DIRECTIONS FOR THIS TASK:
Return every line of the records that contains the string "locate", treating case as significant.

DATASET:
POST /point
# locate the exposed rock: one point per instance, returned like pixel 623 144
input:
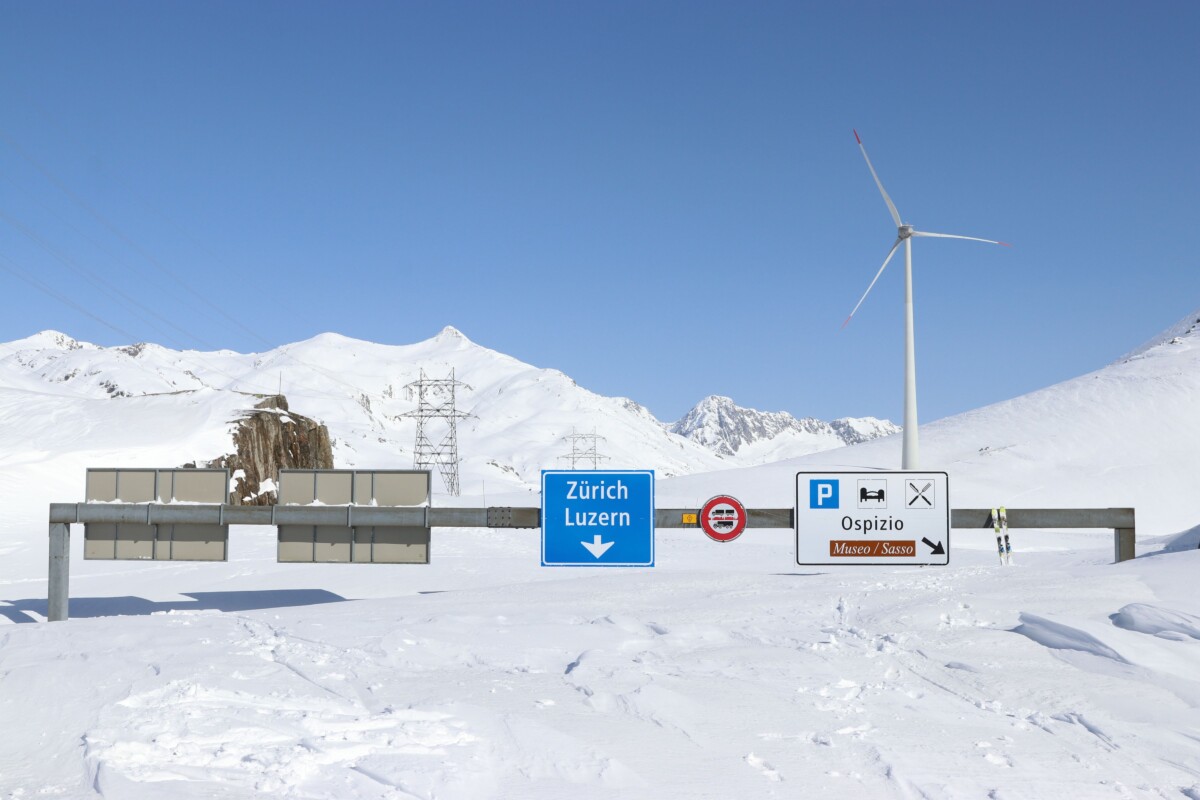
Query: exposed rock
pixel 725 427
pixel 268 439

---

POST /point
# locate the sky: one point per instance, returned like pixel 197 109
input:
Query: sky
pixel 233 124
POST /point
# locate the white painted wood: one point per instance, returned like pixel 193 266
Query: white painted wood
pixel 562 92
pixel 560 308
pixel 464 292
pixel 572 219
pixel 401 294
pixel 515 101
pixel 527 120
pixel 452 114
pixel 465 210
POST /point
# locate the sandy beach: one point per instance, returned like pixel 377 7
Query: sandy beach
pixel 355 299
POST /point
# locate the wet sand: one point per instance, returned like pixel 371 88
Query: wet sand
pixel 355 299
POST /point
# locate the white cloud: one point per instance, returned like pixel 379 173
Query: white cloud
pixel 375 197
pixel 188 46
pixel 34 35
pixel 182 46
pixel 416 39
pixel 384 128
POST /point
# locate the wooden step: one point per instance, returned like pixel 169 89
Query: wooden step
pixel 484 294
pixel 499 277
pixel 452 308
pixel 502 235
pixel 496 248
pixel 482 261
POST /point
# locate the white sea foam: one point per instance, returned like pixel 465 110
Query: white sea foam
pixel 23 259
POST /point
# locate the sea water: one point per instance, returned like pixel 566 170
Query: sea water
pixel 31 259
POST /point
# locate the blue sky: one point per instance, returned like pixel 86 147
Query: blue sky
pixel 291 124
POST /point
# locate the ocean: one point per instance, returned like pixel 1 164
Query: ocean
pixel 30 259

EXERCISE OUTPUT:
# locate the exposed rock: one point per instance, returned like pixel 623 144
# locate the sky: one point per instance, returned like pixel 197 109
# locate the white painted wood: one point per instance, returned like pixel 193 266
# locate the sandy beach: one point per instance, returned like pixel 377 7
# locate the wet sand: one point per instance, returned like pixel 371 88
# locate the white cloud: one point per instance, returned like pixel 379 173
# locate the wooden step: one point per instance, returned like pixel 169 89
# locate the white sea foam: one point per instance, returned like pixel 465 110
# locate the sea water: one point per instance, returned like pixel 566 170
# locate the blue sky: one point per instance, returned like pixel 86 147
# locate the ocean: one point per instance, returned like pixel 1 164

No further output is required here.